Written task: Can you render the entries below as a Markdown table with the columns Row and Line, one numbered row per line and blank lines skipped?

Dataset entries:
────────────────────────────────────────

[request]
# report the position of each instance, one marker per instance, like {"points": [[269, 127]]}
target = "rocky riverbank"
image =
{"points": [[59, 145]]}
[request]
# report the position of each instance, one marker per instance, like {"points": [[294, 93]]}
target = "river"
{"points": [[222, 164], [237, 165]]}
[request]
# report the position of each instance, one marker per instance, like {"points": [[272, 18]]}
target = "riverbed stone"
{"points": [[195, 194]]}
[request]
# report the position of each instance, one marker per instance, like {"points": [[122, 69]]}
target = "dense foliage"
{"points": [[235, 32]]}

────────────────────────────────────────

Problem solution:
| Row | Line |
|---|---|
| 1 | [request] |
| 2 | # report the position of each instance, one marker per instance, like {"points": [[269, 127]]} |
| 3 | target = "rocky riverbank" |
| 4 | image = |
| 5 | {"points": [[59, 145]]} |
| 6 | [request] |
| 7 | # report the position of each instance, one marker per instance, like {"points": [[294, 93]]} |
| 8 | target = "river" |
| 9 | {"points": [[222, 164], [237, 165]]} |
| 10 | [request] |
| 11 | # report the position of each instance, one marker per instance, like {"points": [[272, 18]]} |
| 12 | target = "riverbed stone" |
| 13 | {"points": [[195, 194]]} |
| 14 | [request] |
| 15 | # report the position of each instance, one marker per instance, like {"points": [[122, 69]]} |
| 16 | target = "dense foliage" |
| 17 | {"points": [[235, 32]]} |